> Task objective:
Rewrite the design text from "But what happened" up to and including "great design today.", putting "dull" in place of "bland".

> Document text:
It is encouraging to see that design is once again taking the driver’s seat in defining the aesthetic of products that we buy on a mass level. Loewy, whose product designs became some of the most successful marketing tools of his time, and who once said “There is no curve as beautiful as a rising sales graph,” would be proud of this crop of new designers with their finger so firmly on the pulse of the emotional and practical needs of consumers in a new economy. These are primarily needs for individualistic expression within the confines of a budget—the need for objects to have an approachable, humanistic feel in a cold, high-tech world . . . These needs are being answered with finesse and a ferocious creativity.
These are primarily needs for individualistic expression within the confines of a budget; the need for objects to have an approachable, humanistic feel in a cold, high-tech world. . .
But what happened from the ’50s until the beginning of this century? There was a gap of time between the ’60s and ’90s when design faded quietly into the background and a bland industrial production controlled the aesthetics of mass products. What prompted this return to the popularity of design after such a long crossing of the desert for designers? What exactly are the changes in the world and in our economies that have encouraged such a renewed focus on design? These are interesting questions to ponder because they tell us a great deal about the Emotional Economy and why consumers desire great design today.

> Dataset records:
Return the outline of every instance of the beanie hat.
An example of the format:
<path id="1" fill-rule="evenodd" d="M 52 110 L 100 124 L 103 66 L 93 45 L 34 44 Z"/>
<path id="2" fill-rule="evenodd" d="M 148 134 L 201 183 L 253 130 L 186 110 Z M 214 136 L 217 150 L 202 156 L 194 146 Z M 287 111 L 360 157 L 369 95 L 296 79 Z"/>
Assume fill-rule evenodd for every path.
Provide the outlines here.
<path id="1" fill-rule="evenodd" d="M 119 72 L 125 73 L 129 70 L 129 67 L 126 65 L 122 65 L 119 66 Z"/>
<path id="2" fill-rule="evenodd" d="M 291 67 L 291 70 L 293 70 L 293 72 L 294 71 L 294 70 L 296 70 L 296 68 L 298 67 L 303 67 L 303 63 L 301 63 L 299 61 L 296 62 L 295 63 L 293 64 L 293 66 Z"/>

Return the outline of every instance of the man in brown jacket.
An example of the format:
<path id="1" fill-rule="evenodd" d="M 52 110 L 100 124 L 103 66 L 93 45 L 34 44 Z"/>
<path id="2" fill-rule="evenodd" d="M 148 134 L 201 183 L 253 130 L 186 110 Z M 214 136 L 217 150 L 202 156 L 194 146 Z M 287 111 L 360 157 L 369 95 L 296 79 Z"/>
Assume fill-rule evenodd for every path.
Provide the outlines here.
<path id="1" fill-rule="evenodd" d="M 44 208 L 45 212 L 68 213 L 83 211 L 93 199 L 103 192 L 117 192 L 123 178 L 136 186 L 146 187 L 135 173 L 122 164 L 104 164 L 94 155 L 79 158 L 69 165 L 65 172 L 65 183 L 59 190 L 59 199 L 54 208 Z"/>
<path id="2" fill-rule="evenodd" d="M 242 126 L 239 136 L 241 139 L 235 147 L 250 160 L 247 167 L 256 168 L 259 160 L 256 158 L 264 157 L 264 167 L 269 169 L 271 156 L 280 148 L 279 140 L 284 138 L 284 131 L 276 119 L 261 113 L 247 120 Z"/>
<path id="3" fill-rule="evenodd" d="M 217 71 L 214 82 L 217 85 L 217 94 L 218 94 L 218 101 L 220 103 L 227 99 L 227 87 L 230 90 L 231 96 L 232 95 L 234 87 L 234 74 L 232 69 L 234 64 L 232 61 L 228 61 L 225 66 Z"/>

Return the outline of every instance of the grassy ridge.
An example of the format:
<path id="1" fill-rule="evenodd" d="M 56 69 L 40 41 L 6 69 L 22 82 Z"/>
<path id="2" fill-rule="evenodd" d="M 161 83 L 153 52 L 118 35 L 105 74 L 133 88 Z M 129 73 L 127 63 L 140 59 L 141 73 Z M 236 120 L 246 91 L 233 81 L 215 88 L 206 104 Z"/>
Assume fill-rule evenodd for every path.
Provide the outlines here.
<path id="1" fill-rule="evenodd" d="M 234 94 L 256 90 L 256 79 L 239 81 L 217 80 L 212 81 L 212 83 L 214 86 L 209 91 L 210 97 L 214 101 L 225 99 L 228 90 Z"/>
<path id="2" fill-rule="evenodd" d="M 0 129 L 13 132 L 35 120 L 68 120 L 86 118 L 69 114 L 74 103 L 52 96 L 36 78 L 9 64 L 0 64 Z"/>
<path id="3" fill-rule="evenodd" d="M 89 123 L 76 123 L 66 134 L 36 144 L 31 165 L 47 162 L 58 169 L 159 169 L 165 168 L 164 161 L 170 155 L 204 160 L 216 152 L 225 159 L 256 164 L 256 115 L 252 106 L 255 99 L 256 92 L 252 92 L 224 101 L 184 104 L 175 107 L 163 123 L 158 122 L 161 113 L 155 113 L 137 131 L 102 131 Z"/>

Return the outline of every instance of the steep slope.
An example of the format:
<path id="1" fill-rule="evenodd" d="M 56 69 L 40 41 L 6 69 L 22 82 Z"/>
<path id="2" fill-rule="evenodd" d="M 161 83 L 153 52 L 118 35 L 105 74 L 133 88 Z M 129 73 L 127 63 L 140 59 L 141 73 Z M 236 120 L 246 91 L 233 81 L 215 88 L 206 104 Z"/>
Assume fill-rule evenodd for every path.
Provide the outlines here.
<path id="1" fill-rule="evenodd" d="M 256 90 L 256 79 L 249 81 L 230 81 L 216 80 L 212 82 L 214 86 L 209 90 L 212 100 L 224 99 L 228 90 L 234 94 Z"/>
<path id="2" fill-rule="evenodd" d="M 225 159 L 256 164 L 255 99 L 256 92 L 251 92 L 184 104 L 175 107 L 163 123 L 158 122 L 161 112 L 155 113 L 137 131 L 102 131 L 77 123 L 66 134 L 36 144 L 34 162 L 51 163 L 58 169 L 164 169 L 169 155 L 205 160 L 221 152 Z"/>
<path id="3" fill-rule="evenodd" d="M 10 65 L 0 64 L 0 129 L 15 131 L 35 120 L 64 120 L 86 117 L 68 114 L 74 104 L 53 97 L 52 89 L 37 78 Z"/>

> Result below:
But what happened from the ’50s until the beginning of this century? There was a gap of time between the ’60s and ’90s when design faded quietly into the background and a dull industrial production controlled the aesthetics of mass products. What prompted this return to the popularity of design after such a long crossing of the desert for designers? What exactly are the changes in the world and in our economies that have encouraged such a renewed focus on design? These are interesting questions to ponder because they tell us a great deal about the Emotional Economy and why consumers desire great design today.